** SHORT TASK A **
Repeat the court excerpt on the Sharp pleading below word for word.

==== TEXT EXCERPT

The court's analytic approach is instructive: "To analyze the sufficiency of Sharp's [the debtor's] pleading, it is necessary to identify precisely the breach of fiduciary duty for which Sharp seeks to hold State Street [the lender] liable. For the purpose of this analysis, the [principals'] wrongful conduct must be separated into two conceptually distinct categories: (1) causing Sharp to raise millions of dollars from [investors] through fraudulent misrepresentations, and (2) unlawfully diverting more than $44 million in Sharp funds to companies that provided no consideration to Sharp. . . ." ( Sharp, supra, 281 B.R. at pp. 513-514.) "Because the wrong for which Sharp seeks recovery against State Street is the [principals'] looting of Sharp, the relevant inquiry is whether Sharp adequately alleges that State Street had knowledge that the [principals] were diverting monies from Sharp." ( Id. at p. 515.)
Sharp alleged its lender's "suspicions of fraud . . . became actual knowledge" when an officer monitoring Sharp's accounts reviewed certain reports that revealed Sharp's principals "were fraudulently inflating Sharp's receivables." ( Sharp, supra, 281 B.R. at pp. 514-515.) The court rejected the contention this allegation established actual knowledge of the diversion: "The fact that a company is inflating its receivables does not necessarily mean that the company's principals are looting it. Although it is possible that State Street suspected that the [principals] were engaged in this activity in order to cover up the fact that they were siphoning monies from Sharp, suspicion and surmise do not constitute actual knowledge." ( Id. at p. 515, fn. omitted.) The court concluded the pleading fell short of alleging the lender's actual knowledge of the diversion, and dismissed the complaint on this and other grounds.

========
==== DATA FOR THE TASK

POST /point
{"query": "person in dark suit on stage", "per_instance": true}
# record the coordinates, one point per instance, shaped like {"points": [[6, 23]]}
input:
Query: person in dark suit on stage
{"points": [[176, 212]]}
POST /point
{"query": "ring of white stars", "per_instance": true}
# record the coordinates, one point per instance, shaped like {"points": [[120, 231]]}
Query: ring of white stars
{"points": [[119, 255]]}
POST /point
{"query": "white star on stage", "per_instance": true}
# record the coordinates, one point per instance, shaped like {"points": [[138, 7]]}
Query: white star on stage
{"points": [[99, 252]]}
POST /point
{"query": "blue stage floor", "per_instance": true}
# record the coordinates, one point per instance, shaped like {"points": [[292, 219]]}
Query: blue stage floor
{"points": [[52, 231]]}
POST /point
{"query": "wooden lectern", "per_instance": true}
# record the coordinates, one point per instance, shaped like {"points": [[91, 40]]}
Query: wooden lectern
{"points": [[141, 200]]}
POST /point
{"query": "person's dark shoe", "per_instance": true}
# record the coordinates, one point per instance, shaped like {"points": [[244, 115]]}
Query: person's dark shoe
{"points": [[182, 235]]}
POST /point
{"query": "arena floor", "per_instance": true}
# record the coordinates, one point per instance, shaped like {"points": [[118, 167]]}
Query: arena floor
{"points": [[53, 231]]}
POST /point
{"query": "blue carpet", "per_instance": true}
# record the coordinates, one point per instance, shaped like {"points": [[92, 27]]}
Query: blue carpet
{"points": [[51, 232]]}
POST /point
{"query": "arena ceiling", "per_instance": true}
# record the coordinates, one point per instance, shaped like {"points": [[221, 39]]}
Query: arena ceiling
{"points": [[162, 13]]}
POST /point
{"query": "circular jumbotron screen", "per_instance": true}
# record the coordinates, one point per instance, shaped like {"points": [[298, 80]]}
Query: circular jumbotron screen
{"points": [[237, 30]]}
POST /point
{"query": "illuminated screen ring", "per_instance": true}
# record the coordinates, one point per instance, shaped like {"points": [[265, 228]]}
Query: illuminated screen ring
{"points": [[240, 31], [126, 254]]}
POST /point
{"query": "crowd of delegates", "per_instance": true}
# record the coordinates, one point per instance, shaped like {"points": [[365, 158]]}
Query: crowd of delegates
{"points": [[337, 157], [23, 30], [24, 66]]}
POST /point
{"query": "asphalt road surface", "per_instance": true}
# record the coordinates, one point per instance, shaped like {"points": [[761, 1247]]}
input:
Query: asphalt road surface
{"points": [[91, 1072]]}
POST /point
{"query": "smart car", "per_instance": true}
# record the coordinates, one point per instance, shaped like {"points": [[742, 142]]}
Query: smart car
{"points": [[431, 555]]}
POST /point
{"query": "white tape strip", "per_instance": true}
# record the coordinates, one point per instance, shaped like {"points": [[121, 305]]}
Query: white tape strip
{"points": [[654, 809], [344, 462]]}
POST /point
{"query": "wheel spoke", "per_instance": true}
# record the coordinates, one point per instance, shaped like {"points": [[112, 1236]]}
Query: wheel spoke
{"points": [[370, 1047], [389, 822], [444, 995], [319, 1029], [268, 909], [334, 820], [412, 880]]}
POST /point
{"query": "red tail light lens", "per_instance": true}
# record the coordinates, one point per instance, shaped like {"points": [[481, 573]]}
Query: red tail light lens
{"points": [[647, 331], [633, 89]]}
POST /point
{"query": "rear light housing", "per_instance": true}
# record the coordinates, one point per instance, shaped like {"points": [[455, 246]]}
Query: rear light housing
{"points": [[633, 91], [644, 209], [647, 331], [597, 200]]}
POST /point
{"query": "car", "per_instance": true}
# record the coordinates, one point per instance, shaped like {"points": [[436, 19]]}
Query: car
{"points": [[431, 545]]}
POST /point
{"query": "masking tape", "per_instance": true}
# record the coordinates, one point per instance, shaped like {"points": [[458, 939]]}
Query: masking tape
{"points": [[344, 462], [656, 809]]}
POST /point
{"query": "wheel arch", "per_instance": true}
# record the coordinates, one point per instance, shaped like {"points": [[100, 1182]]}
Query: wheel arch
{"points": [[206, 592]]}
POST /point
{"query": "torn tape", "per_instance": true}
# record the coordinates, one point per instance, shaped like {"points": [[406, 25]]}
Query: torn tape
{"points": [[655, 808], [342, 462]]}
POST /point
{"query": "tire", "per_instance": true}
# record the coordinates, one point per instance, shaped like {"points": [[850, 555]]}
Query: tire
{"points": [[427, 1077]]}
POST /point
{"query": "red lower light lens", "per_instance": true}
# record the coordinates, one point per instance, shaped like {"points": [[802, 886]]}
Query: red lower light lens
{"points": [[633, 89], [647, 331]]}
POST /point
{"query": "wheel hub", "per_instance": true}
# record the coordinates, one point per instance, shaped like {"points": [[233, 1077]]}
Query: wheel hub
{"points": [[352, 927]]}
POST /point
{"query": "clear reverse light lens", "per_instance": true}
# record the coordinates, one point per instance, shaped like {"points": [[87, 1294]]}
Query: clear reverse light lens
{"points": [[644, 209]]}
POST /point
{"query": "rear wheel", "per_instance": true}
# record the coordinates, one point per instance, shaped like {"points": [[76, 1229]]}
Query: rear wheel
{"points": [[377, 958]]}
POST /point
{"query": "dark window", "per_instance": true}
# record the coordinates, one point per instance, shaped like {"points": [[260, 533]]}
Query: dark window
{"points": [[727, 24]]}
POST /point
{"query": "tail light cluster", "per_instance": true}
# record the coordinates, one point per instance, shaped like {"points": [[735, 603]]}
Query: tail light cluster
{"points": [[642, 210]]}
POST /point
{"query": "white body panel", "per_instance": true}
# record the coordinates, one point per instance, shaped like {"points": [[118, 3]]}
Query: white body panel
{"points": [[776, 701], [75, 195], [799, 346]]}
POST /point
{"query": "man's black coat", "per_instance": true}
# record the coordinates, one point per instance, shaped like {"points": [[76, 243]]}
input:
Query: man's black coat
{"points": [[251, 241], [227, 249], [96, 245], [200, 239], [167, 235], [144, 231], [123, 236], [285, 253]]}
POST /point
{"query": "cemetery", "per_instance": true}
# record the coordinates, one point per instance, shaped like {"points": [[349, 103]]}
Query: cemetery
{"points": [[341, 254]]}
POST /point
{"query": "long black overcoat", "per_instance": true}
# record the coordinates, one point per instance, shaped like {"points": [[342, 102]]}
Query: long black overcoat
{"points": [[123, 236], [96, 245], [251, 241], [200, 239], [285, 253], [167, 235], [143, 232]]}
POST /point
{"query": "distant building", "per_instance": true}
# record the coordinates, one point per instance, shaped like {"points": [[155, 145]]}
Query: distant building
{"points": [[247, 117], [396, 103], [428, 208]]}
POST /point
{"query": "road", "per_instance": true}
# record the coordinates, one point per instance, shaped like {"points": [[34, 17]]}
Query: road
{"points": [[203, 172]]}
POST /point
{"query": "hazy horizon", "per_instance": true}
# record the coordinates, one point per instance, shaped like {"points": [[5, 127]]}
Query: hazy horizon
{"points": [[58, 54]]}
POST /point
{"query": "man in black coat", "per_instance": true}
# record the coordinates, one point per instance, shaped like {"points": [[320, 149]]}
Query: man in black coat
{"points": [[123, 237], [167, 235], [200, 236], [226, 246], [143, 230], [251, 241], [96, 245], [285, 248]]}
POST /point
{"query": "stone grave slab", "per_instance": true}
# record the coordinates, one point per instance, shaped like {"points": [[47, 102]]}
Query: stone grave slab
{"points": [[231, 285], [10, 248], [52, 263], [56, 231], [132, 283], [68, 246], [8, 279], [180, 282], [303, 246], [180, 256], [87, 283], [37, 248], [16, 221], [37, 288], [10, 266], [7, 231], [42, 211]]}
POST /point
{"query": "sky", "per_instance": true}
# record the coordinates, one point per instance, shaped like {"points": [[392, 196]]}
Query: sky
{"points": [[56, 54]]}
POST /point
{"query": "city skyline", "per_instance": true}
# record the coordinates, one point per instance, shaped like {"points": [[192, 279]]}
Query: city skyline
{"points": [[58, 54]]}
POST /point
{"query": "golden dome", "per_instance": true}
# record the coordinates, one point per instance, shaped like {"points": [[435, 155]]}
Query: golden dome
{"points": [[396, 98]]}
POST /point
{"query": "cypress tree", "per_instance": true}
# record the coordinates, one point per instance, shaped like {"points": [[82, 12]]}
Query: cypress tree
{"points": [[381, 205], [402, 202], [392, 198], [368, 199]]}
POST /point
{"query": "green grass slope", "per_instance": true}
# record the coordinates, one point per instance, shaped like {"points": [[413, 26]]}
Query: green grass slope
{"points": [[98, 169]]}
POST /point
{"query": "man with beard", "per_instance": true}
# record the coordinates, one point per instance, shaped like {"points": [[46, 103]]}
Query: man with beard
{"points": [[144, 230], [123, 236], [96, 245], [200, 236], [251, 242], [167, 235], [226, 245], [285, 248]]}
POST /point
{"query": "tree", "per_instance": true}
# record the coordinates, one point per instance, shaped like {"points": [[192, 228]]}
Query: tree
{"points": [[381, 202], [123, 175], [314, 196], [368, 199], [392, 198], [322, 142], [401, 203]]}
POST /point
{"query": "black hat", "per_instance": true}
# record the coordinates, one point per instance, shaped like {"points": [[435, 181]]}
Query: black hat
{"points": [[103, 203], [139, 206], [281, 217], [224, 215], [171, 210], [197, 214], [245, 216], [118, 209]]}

========

** SHORT TASK B **
Pull out each line of the entries above that contains the string "cypress". Case counts.

** OUTPUT A **
The court's analytic approach is instructive: "To analyze the sufficiency of Sharp's [the debtor's] pleading, it is necessary to identify precisely the breach of fiduciary duty for which Sharp seeks to hold State Street [the lender] liable. For the purpose of this analysis, the [principals'] wrongful conduct must be separated into two conceptually distinct categories: (1) causing Sharp to raise millions of dollars from [investors] through fraudulent misrepresentations, and (2) unlawfully diverting more than $44 million in Sharp funds to companies that provided no consideration to Sharp. . . ." ( Sharp, supra, 281 B.R. at pp. 513-514.) "Because the wrong for which Sharp seeks recovery against State Street is the [principals'] looting of Sharp, the relevant inquiry is whether Sharp adequately alleges that State Street had knowledge that the [principals] were diverting monies from Sharp." ( Id. at p. 515.)
Sharp alleged its lender's "suspicions of fraud . . . became actual knowledge" when an officer monitoring Sharp's accounts reviewed certain reports that revealed Sharp's principals "were fraudulently inflating Sharp's receivables." ( Sharp, supra, 281 B.R. at pp. 514-515.) The court rejected the contention this allegation established actual knowledge of the diversion: "The fact that a company is inflating its receivables does not necessarily mean that the company's principals are looting it. Although it is possible that State Street suspected that the [principals] were engaged in this activity in order to cover up the fact that they were siphoning monies from Sharp, suspicion and surmise do not constitute actual knowledge." ( Id. at p. 515, fn. omitted.) The court concluded the pleading fell short of alleging the lender's actual knowledge of the diversion, and dismissed the complaint on this and other grounds.

** OUTPUT B **
{"query": "cypress tree", "per_instance": true}
Query: cypress tree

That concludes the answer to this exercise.